Task goal:
The required output is all lines below that contain the word "like".

[Records from a collection]

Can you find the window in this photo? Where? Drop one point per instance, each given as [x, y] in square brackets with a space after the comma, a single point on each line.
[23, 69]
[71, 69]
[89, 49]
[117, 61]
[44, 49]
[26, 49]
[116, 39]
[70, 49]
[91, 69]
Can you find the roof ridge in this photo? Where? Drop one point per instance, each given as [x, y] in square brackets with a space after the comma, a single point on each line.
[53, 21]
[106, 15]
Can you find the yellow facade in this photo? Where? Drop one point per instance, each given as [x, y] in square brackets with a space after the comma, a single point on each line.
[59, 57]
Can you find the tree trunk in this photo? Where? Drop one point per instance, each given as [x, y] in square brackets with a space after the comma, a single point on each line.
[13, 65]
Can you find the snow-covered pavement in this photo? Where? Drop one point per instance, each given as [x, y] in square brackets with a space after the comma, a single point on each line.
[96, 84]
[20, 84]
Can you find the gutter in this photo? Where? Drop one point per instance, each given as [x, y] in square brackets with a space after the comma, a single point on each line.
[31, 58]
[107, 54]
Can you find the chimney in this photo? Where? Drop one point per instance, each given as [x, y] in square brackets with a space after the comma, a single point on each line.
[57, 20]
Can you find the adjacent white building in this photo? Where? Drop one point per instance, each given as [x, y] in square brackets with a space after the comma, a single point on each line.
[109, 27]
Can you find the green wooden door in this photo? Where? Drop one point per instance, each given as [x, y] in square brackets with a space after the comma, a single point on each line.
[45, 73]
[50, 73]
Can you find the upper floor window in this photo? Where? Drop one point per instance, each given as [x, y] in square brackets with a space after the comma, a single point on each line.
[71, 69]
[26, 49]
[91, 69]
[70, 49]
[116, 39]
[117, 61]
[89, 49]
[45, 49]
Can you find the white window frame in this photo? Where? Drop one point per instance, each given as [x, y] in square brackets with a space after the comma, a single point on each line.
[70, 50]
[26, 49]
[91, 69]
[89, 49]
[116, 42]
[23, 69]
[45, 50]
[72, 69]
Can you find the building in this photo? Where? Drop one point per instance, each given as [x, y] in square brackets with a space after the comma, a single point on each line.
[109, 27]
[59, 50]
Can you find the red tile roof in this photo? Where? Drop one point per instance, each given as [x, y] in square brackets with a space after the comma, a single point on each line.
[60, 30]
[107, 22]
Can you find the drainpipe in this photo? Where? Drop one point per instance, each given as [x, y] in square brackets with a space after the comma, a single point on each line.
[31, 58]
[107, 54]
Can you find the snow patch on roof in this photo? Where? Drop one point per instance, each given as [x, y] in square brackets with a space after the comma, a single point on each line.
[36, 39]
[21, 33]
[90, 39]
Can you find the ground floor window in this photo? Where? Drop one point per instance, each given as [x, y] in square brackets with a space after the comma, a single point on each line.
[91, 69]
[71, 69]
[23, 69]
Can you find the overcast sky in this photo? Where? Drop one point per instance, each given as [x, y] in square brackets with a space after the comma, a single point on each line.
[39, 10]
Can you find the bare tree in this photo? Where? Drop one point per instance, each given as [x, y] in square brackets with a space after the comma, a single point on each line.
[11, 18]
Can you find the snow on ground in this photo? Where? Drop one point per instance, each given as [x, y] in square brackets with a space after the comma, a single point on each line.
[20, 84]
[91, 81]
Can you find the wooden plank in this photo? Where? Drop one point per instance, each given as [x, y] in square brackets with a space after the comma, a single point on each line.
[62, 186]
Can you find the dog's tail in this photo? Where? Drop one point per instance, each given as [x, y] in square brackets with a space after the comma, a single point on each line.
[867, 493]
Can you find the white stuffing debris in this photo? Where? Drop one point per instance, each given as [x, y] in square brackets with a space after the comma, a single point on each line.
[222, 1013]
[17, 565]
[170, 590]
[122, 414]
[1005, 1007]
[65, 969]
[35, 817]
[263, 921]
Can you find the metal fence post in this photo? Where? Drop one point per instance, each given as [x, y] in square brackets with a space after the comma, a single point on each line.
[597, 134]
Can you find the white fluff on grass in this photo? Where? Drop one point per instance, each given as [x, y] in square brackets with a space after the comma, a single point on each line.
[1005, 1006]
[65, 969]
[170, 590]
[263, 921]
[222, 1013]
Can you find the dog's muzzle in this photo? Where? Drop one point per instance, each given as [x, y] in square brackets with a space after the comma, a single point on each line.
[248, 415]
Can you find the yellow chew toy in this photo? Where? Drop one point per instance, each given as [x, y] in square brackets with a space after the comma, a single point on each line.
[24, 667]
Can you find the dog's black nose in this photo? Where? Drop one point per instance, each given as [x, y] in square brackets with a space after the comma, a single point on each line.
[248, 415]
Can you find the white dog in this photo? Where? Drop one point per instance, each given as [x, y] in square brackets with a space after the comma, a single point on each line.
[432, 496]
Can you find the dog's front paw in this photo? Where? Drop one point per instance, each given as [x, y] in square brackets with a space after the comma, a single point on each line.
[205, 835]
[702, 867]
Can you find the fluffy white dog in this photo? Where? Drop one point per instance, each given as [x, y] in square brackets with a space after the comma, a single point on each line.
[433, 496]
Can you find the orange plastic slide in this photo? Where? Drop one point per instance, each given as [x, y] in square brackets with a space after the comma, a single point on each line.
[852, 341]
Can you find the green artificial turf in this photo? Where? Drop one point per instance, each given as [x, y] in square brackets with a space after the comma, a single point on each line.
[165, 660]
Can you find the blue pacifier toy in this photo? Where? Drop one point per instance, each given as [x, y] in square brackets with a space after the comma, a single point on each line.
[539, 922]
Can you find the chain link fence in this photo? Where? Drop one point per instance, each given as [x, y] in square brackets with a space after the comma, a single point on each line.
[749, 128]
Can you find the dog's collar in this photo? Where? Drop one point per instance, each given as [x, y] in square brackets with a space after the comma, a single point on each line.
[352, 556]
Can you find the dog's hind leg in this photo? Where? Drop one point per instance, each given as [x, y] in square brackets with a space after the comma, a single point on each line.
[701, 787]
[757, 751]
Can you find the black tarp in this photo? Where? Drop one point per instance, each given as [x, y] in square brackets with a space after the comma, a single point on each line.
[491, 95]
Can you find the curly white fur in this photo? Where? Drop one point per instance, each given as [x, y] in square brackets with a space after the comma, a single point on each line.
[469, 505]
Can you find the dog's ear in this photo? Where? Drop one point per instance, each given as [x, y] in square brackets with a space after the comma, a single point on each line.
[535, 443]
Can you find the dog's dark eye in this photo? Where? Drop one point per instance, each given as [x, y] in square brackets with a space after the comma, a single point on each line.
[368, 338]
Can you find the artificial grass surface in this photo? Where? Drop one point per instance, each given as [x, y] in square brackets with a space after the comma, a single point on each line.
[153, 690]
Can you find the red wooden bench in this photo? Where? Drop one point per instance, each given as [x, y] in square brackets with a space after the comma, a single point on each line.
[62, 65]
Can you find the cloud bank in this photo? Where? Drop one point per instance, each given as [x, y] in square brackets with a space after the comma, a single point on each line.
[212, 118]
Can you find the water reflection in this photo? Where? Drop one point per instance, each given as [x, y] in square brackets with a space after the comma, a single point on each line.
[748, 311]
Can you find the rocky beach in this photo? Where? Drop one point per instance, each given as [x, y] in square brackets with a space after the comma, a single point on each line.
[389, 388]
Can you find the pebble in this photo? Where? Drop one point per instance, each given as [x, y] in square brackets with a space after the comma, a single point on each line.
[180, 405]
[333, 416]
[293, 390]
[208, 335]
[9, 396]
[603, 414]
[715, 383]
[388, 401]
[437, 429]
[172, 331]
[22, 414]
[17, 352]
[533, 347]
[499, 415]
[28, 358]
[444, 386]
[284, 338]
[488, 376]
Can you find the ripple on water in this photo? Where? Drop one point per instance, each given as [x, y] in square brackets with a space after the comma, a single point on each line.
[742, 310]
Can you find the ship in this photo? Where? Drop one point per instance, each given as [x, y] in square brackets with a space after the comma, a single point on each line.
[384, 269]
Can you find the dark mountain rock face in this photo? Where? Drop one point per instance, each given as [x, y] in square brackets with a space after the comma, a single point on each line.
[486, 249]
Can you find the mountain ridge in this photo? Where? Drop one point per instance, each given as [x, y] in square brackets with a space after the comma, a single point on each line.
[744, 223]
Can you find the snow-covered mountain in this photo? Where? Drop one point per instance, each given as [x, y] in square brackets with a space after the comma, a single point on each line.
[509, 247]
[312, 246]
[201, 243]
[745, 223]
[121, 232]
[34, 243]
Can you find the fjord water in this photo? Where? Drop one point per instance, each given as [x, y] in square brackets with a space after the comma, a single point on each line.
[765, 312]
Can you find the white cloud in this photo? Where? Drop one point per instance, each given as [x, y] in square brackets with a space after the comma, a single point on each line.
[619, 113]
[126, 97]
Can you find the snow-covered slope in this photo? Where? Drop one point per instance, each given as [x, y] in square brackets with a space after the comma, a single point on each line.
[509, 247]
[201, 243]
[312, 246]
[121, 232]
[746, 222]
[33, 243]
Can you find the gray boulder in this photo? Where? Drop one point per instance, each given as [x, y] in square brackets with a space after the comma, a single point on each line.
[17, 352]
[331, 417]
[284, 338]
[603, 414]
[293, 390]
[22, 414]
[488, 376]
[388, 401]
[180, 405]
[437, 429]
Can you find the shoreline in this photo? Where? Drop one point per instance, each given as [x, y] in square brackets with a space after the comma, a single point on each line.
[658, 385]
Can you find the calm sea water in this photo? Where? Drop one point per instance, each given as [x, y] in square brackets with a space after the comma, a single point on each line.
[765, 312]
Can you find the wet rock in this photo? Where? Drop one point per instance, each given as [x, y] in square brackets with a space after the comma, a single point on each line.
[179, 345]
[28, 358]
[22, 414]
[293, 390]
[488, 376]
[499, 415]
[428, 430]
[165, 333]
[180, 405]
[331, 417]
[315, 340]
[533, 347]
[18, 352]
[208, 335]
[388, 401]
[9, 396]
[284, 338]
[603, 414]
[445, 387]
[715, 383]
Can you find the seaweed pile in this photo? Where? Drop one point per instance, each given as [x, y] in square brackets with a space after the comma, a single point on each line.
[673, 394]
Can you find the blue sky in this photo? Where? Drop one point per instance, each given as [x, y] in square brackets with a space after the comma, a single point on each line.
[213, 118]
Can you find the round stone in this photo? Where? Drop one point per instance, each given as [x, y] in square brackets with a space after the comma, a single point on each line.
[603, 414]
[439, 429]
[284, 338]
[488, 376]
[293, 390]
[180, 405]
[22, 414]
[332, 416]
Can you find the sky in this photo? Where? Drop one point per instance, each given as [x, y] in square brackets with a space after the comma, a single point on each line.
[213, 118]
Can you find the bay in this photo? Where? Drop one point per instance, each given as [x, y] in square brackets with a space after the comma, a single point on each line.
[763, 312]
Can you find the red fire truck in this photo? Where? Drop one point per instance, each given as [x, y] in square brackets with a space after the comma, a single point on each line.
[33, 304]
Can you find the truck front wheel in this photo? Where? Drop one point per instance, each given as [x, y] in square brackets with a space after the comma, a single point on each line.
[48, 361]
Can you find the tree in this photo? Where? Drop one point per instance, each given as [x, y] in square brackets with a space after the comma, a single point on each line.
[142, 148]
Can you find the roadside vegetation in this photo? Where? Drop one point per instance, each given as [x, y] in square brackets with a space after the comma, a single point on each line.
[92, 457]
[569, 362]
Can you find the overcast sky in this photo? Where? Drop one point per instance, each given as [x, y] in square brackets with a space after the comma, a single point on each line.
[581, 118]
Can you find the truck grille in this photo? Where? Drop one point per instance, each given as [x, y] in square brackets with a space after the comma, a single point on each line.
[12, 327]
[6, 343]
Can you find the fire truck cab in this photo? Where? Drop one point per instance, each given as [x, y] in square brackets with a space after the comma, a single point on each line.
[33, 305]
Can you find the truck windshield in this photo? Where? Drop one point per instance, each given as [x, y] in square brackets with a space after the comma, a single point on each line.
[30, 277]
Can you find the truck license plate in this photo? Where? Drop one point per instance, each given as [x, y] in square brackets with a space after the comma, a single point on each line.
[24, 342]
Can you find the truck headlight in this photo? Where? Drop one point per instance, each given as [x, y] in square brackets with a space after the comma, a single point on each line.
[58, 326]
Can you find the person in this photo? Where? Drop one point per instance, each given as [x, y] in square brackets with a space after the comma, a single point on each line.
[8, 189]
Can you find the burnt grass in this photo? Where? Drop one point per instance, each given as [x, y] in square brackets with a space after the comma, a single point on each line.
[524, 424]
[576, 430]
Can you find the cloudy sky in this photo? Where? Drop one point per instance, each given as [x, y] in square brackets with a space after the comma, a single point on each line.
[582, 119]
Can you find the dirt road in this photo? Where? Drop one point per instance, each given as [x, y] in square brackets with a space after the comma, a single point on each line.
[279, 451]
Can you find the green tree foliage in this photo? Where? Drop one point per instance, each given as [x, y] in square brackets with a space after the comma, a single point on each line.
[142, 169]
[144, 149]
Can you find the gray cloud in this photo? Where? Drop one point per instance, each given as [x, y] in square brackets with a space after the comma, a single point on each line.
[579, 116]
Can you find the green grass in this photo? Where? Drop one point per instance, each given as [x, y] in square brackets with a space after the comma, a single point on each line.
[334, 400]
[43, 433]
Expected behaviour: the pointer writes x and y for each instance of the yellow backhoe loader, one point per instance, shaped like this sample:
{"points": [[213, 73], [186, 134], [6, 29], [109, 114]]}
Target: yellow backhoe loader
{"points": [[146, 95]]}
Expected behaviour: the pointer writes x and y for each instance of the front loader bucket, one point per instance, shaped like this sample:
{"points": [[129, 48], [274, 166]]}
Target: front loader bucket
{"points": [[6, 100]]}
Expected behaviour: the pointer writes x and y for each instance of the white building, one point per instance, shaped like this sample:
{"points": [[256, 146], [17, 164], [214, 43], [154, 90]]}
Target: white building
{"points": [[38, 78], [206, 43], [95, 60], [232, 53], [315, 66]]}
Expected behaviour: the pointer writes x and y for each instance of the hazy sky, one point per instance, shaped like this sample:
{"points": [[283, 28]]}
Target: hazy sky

Exercise result:
Expected behaviour: the pointer writes x and y for each instance of the yellow backhoe loader, one point per instance, shaped like this sample:
Expected behaviour: the pointer writes x and y for each instance of the front loader bucket, one point per instance, shaped like this sample:
Expected behaviour: the pointer writes x and y for each instance of the white building, one point per instance, shaped like this sample:
Expected behaviour: the pointer writes x and y for each instance of the hazy sky, one point per instance, shaped like this sample:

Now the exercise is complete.